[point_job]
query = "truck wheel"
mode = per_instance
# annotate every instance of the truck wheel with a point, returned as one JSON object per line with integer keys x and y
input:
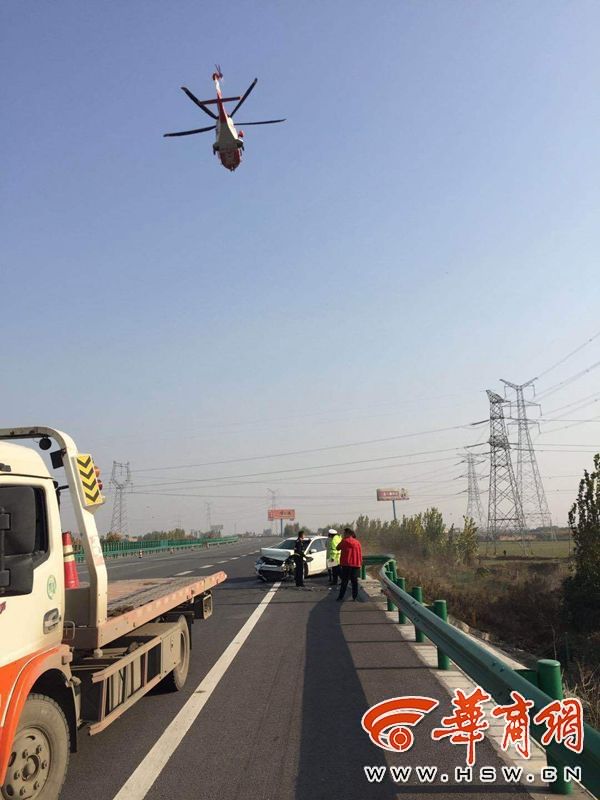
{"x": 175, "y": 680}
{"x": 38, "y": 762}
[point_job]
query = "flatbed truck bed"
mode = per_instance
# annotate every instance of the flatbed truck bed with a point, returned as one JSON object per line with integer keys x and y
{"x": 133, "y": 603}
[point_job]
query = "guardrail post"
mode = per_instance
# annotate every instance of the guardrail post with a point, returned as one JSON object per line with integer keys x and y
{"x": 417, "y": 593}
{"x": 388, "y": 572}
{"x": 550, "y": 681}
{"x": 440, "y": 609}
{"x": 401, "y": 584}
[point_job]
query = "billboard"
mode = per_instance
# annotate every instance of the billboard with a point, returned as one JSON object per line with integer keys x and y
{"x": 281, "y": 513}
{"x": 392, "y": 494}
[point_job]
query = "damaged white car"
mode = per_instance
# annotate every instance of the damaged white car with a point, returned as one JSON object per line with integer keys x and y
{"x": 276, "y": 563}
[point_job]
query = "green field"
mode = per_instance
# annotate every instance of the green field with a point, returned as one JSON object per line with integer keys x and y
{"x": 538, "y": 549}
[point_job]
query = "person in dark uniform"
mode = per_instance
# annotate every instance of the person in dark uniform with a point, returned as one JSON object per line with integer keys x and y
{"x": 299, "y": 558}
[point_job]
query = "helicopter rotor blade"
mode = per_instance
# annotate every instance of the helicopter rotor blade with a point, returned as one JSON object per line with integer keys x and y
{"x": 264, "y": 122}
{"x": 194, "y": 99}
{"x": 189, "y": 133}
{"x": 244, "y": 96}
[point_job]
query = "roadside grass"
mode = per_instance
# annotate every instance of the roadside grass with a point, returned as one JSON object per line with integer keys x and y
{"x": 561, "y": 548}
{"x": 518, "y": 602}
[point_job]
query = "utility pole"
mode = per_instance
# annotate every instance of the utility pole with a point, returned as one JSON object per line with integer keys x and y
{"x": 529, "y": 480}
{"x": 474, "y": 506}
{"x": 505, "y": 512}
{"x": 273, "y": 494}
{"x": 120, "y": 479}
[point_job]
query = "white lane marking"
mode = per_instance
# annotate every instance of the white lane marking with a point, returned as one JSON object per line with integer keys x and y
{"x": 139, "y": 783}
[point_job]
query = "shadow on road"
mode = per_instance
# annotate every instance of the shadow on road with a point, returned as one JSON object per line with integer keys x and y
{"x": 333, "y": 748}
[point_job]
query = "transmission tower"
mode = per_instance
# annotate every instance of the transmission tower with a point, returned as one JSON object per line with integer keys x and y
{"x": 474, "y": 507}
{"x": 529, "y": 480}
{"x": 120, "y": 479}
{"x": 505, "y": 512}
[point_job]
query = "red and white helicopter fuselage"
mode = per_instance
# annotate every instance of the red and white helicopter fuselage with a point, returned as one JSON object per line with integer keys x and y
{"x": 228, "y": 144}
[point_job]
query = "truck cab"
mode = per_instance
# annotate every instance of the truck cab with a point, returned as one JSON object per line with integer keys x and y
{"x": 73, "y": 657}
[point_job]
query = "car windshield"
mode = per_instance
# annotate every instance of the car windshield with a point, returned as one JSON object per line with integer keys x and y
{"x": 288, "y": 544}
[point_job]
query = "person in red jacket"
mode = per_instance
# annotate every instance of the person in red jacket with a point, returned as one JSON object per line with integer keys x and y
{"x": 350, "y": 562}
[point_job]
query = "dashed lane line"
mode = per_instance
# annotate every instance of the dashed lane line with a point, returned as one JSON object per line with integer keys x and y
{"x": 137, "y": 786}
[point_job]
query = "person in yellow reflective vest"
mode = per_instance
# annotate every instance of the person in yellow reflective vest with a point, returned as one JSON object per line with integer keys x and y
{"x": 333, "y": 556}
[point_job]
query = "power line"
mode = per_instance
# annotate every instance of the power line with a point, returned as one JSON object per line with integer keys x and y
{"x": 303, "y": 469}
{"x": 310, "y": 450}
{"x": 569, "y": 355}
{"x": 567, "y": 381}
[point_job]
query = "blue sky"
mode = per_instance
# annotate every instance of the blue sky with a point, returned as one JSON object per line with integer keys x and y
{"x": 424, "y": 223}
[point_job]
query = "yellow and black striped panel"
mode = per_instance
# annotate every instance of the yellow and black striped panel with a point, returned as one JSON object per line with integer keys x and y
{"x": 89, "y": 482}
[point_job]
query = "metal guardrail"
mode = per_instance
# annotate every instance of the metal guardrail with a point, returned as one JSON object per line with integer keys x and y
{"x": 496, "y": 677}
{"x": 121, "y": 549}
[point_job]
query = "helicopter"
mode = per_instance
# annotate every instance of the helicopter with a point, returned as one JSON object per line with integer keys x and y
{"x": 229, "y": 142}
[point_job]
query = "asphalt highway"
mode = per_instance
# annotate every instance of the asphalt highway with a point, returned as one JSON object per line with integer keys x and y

========

# [WHAT IS ASKED]
Keep the pictures out and write out the records exactly.

# [COMPLETE OUTPUT]
[point_job]
query = "truck wheel"
mode = per_instance
# annotate every instance of the truck wheel with a point, returned as one JSON object per line with integer keys x and y
input:
{"x": 175, "y": 680}
{"x": 38, "y": 762}
[point_job]
query = "flatbed truck bed"
mode = per_instance
# annotate every instance of the flatbed truck bed with a point, returned as one JSON object per line with integer keys x and y
{"x": 133, "y": 603}
[point_job]
query = "guardrail post"
mode = per_instance
# annotate every instance of the guardrail post with a point, returned as one JSON object per line with integer keys x and y
{"x": 417, "y": 593}
{"x": 388, "y": 572}
{"x": 550, "y": 681}
{"x": 440, "y": 609}
{"x": 401, "y": 584}
[point_job]
query = "billboard"
mode = per_instance
# annotate every instance of the billboard with a point, returned as one JSON object per line with integer keys x and y
{"x": 281, "y": 513}
{"x": 392, "y": 494}
[point_job]
query = "damaged white car"
mode = per_instance
# annotate every instance of the damaged white car with a point, returned as one JSON object per line with integer keys x and y
{"x": 276, "y": 563}
[point_job]
query = "green field"
mode = per_instance
# annotate every instance of the green field with a point, returned as one JSON object per line with integer keys x and y
{"x": 538, "y": 549}
[point_job]
query = "person in dark uniform"
mode = per_instance
# annotate every instance of the person in dark uniform with a point, returned as one JSON object per line with integer keys x and y
{"x": 299, "y": 558}
[point_job]
query = "helicopter rotor blade"
mode = per_instance
# annotate every instance of the helicopter rotor blade with a point, returned as one JSON object per line with integer keys x and y
{"x": 264, "y": 122}
{"x": 194, "y": 99}
{"x": 189, "y": 133}
{"x": 244, "y": 96}
[point_job]
query = "roadside grass"
mode = per_instance
# annotate every instance of the roadside grass with a point, returned as one JSON object per line with integer keys x and y
{"x": 561, "y": 548}
{"x": 518, "y": 602}
[point_job]
query = "utility pole"
mode = per_instance
# annotate every instance of the utility pole with a point, returned as one JSON object per line with integer keys x and y
{"x": 529, "y": 480}
{"x": 474, "y": 506}
{"x": 505, "y": 512}
{"x": 273, "y": 494}
{"x": 120, "y": 479}
[point_job]
query = "white lane marking"
mode = per_instance
# annotate every instance of the white lane marking with a point, returned as one JSON object per line with integer keys x and y
{"x": 139, "y": 783}
[point_job]
query = "shadow on road"
mode = per_instance
# annotate every instance of the shadow on road with a point, returned as one JSON object per line with integer keys x and y
{"x": 333, "y": 748}
[point_job]
query = "transmission tower"
mode = per_instance
# annotate every instance of the transmission tower with a point, returned as one JSON object per line with integer keys x and y
{"x": 474, "y": 507}
{"x": 529, "y": 480}
{"x": 120, "y": 479}
{"x": 505, "y": 512}
[point_job]
query = "red and white helicopter fuselage"
mode = per_instance
# annotate every instance of the red and white helicopter fuselage with a point, returned as one JSON object per line with integer keys x and y
{"x": 228, "y": 144}
[point_job]
query = "truck cab"
mode = per_instance
# annotate every instance of the truck cab with a point, returned as one JSON object per line with integer keys x and y
{"x": 73, "y": 657}
[point_job]
query = "car windshield"
mode = per_instance
# annotate every instance of the car windshield with a point, returned as one JSON object per line with integer keys x and y
{"x": 288, "y": 544}
[point_job]
query = "person in red jacket"
mode = per_instance
# annotate every instance of the person in red jacket with a point, returned as one JSON object per line with integer keys x and y
{"x": 350, "y": 562}
[point_job]
query = "dashed lane line"
mode = per_instance
# annotate every instance of the dashed lane line with a point, returned as one JSON object per line with integer keys x and y
{"x": 137, "y": 786}
[point_job]
query = "person in yellow reflective vest"
mode = per_instance
# annotate every instance of the person in yellow reflective vest with a point, returned as one JSON object per line with integer keys x and y
{"x": 333, "y": 556}
[point_job]
query = "power line"
mode = per_instance
# annotate every instance of the power line with a point, returned as one JSON object per line with integer keys x and y
{"x": 303, "y": 469}
{"x": 310, "y": 450}
{"x": 569, "y": 355}
{"x": 567, "y": 381}
[point_job]
query = "blue sky"
mode = per_instance
# annotate every instance of the blue sky with a point, returned as one JSON object per line with integer keys x and y
{"x": 424, "y": 223}
[point_job]
query = "yellow and black striped panel"
mode = per_instance
# annotate every instance of the yellow and black striped panel with a point, returned as one JSON object per line with integer keys x and y
{"x": 89, "y": 482}
[point_job]
query = "metal guardrail"
mode = per_instance
# annotate every instance of the metal guardrail with a point, returned as one JSON object per line with integer keys x and y
{"x": 496, "y": 677}
{"x": 121, "y": 549}
[point_job]
query = "helicopter"
mode = per_instance
# annotate every instance of the helicopter with a point, returned as one JSON object per line with integer keys x and y
{"x": 229, "y": 142}
[point_job]
query = "asphalt highway"
mode = per_instance
# annotate every instance of the asphalt highway with a point, returned as one JSON object per line with integer keys x and y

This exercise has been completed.